Written problem 1:
In the article on the Goodman Fielder sale, what three conditions did Hart set before letting Bain and PEP make an offer?

Document extract:
----------

Why did Graeme Hart ditch the $3.6 billion trade sale of
Goodman Fielder at the last minute and revert to the more time-consuming, more
fee-laden and much more public initial public offering? It seems it was the
little matter of a leak.

A good example of the disclosure forced by floating Goodman
Fielder is Stephen Bartholomeusz’s column in the Smage today.
There’s nothing damaging in it, but also nothing that the average rather
private billionaire wants the financial press crawling all over to see how he
makes a buck. Or hundreds of millions of bucks, as this case may be.

The IPO was well in hand when US deal makers and investors
Bain Capital and Australian private equity mob Pacific Equity Partners came
knocking on Hart’s door with an offer to take it off his hands with a single
cheque.

Hart had an interest in maintaining the new Goodman Fielder
as a public company, but the benefit of a trade sale couldn’t be ignored. My
mail is that he put the IPO on the backburner and gave Bain and PEP the OK to
make an offer on three conditions: Price, timing and confidentiality.

The price had to be as good as the float promised to be – the $3.6 billion offered was certainly in
the ballpark of the IPO’s indicative range of $3.55 billion to $3.75 billion
without the hassle – and the trade sale offer had to meet a strict deadline
which Bain and PEP also managed.

----------

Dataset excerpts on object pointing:
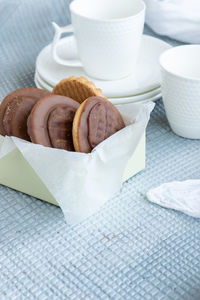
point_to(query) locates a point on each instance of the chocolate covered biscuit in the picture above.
(50, 122)
(15, 109)
(95, 120)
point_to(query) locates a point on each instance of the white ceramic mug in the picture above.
(181, 89)
(108, 35)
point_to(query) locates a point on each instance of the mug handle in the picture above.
(58, 32)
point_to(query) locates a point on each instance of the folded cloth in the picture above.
(183, 196)
(178, 19)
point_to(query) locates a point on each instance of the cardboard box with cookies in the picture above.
(71, 147)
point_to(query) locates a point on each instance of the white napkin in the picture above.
(80, 182)
(178, 19)
(183, 196)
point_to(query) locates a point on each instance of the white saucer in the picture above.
(149, 96)
(145, 78)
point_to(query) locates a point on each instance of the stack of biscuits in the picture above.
(74, 117)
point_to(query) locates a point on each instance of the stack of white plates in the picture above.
(142, 85)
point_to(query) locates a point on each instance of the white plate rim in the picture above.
(152, 98)
(136, 91)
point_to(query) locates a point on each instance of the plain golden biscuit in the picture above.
(77, 88)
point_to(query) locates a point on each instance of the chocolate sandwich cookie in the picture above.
(95, 120)
(15, 109)
(50, 122)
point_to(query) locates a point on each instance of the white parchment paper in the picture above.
(80, 182)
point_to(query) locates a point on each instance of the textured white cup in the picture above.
(108, 35)
(180, 67)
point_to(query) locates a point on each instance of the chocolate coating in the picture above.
(15, 109)
(99, 119)
(50, 122)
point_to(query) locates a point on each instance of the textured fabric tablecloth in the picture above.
(131, 249)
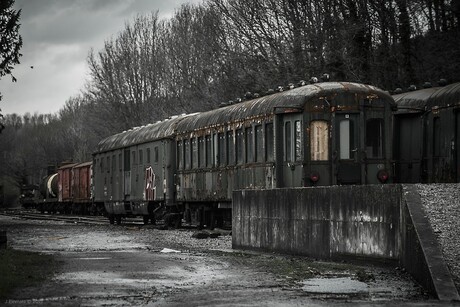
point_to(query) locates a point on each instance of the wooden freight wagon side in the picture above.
(65, 188)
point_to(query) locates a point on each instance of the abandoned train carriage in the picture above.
(427, 135)
(134, 171)
(321, 134)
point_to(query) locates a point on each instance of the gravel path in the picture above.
(442, 205)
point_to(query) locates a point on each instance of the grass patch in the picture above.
(22, 269)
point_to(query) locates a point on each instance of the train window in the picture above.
(201, 152)
(319, 140)
(287, 142)
(249, 145)
(298, 140)
(155, 154)
(374, 138)
(180, 155)
(230, 147)
(221, 149)
(133, 157)
(127, 162)
(347, 141)
(239, 146)
(194, 150)
(208, 151)
(269, 142)
(259, 154)
(187, 153)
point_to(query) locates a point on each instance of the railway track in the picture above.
(74, 219)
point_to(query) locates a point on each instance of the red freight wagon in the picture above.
(81, 187)
(65, 188)
(65, 182)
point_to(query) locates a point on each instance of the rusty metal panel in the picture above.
(415, 101)
(81, 186)
(65, 182)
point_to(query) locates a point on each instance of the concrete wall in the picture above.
(324, 222)
(374, 222)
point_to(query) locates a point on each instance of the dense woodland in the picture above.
(218, 51)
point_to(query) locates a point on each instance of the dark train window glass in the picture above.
(221, 149)
(127, 161)
(347, 141)
(194, 150)
(269, 143)
(215, 150)
(201, 151)
(287, 142)
(180, 155)
(319, 140)
(230, 147)
(436, 137)
(133, 158)
(208, 151)
(155, 154)
(259, 144)
(239, 146)
(249, 145)
(374, 138)
(298, 140)
(187, 153)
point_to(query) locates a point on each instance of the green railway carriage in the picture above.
(427, 135)
(134, 171)
(319, 134)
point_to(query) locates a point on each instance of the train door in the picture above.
(408, 148)
(127, 175)
(457, 144)
(292, 136)
(349, 170)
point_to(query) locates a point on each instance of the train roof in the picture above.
(138, 135)
(446, 96)
(421, 100)
(294, 98)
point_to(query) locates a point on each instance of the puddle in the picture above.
(339, 285)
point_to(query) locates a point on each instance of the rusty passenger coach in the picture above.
(188, 166)
(427, 135)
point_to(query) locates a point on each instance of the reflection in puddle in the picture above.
(340, 285)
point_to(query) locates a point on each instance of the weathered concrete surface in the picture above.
(421, 254)
(374, 222)
(325, 222)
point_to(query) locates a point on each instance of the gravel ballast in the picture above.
(442, 206)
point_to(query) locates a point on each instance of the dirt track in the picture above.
(138, 265)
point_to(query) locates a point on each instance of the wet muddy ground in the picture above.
(139, 265)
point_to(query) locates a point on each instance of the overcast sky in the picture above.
(57, 36)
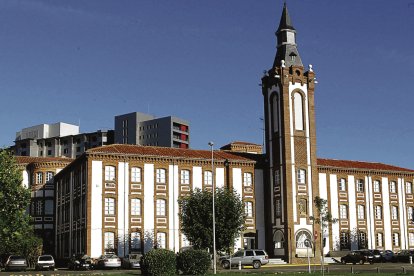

----------

Written problem 2:
Reproduce the part of the rows that opens with the line containing "point_to(query) locates a point on each instance of the overcast" and runs through the end of the rows, leaving the pictures out of your answer.

Exercise answer 1:
Price, timing and confidentiality.

Exercise answer 2:
point_to(query) locates a point on each instance of the overcast sky in the picture above.
(57, 36)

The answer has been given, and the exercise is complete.